== Dataset records

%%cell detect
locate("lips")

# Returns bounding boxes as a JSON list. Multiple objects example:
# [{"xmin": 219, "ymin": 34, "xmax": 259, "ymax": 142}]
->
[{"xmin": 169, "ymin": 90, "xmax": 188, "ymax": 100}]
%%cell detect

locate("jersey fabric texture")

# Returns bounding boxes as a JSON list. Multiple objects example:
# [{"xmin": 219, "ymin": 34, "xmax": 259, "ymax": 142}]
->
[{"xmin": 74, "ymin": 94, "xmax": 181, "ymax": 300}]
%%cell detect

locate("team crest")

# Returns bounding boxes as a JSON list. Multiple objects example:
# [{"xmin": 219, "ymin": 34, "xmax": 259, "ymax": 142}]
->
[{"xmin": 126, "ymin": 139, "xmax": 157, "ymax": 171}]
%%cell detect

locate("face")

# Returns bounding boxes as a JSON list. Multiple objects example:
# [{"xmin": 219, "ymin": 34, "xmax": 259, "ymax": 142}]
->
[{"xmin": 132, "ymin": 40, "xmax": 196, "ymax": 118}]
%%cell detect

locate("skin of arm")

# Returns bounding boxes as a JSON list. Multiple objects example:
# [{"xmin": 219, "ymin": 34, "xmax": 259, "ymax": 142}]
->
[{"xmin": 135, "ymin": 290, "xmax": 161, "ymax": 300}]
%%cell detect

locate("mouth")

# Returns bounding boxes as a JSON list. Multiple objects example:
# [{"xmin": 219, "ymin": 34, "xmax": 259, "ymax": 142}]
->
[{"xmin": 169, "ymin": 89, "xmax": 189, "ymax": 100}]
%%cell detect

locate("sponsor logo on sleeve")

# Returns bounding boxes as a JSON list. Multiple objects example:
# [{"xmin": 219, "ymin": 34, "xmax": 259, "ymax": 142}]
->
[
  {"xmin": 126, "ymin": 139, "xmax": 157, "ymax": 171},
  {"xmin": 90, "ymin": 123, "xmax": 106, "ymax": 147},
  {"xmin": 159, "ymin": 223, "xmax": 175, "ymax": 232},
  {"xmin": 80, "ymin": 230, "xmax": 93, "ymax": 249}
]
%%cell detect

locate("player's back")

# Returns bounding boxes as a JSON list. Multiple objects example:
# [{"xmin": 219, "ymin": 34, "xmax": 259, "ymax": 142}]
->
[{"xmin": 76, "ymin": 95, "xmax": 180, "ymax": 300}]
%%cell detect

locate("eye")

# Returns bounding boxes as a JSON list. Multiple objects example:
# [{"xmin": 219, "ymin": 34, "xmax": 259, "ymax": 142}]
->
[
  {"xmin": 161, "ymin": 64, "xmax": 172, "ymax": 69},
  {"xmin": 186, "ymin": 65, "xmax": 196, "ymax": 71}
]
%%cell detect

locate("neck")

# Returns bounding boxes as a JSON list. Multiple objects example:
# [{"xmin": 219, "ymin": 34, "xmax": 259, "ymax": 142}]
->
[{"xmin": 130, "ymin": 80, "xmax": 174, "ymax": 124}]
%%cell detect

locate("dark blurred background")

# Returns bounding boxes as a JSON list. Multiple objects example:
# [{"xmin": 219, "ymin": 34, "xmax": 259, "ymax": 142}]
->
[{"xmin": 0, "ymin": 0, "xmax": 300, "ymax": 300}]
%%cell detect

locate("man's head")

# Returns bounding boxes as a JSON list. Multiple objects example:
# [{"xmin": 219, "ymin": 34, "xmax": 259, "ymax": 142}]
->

====

Work to do — Reproduce each entry word for word.

The solution —
%%cell detect
locate("lips")

# Returns bounding boxes as a JSON list. Multiple objects example:
# [{"xmin": 219, "ymin": 34, "xmax": 259, "ymax": 142}]
->
[{"xmin": 169, "ymin": 90, "xmax": 188, "ymax": 100}]
%%cell detect

locate("jersey fabric texture")

# Returns bounding boxes as a JSON list. Multiple objects example:
# [{"xmin": 219, "ymin": 34, "xmax": 259, "ymax": 142}]
->
[{"xmin": 74, "ymin": 94, "xmax": 181, "ymax": 300}]
%%cell detect

locate("team crest")

# Returns bounding boxes as a JSON list. Multiple objects example:
# [{"xmin": 219, "ymin": 34, "xmax": 259, "ymax": 142}]
->
[{"xmin": 126, "ymin": 139, "xmax": 157, "ymax": 171}]
%%cell detect

locate("face")

# Returns bounding boxes as a JSON list. Multiple objects example:
# [{"xmin": 219, "ymin": 34, "xmax": 259, "ymax": 142}]
->
[{"xmin": 132, "ymin": 40, "xmax": 196, "ymax": 118}]
%%cell detect

locate("skin of arm")

# Returns bounding boxes as a JSON list. Multiple objects example:
# [{"xmin": 219, "ymin": 34, "xmax": 259, "ymax": 142}]
->
[{"xmin": 135, "ymin": 290, "xmax": 161, "ymax": 300}]
%%cell detect

locate("mouth")

# Returns bounding boxes as a JSON list. Multiple objects example:
# [{"xmin": 219, "ymin": 34, "xmax": 259, "ymax": 142}]
->
[{"xmin": 169, "ymin": 89, "xmax": 189, "ymax": 100}]
%%cell detect

locate("sponsor logo on sleeve")

# Returns bounding boxes as a JSON list. Multiple objects example:
# [{"xmin": 219, "ymin": 34, "xmax": 259, "ymax": 142}]
->
[
  {"xmin": 126, "ymin": 139, "xmax": 157, "ymax": 171},
  {"xmin": 90, "ymin": 123, "xmax": 106, "ymax": 147},
  {"xmin": 159, "ymin": 223, "xmax": 175, "ymax": 232},
  {"xmin": 80, "ymin": 230, "xmax": 93, "ymax": 249}
]
%%cell detect

locate("player's back")

# Returns bounding boxes as a JSON list. Multiple objects example:
# [{"xmin": 219, "ymin": 34, "xmax": 259, "ymax": 142}]
->
[{"xmin": 76, "ymin": 95, "xmax": 180, "ymax": 300}]
%%cell detect

locate("eye")

# Returns bounding boxes as a JSON list. Multiple objects example:
# [{"xmin": 219, "ymin": 34, "xmax": 259, "ymax": 142}]
->
[
  {"xmin": 161, "ymin": 64, "xmax": 172, "ymax": 69},
  {"xmin": 186, "ymin": 65, "xmax": 196, "ymax": 71}
]
%%cell detect

locate("neck")

# Returns bounding boxes as a JSON list. Multiple objects example:
# [{"xmin": 219, "ymin": 34, "xmax": 259, "ymax": 142}]
->
[{"xmin": 130, "ymin": 80, "xmax": 174, "ymax": 124}]
%%cell detect

locate("dark blurred background")

# Returns bounding boxes as a JSON list. Multiple objects example:
# [{"xmin": 219, "ymin": 34, "xmax": 259, "ymax": 142}]
->
[{"xmin": 0, "ymin": 0, "xmax": 300, "ymax": 300}]
%%cell detect

locate("man's head")

# Returns bounding boxes as a JSON list. Multiple objects example:
# [{"xmin": 219, "ymin": 34, "xmax": 259, "ymax": 142}]
->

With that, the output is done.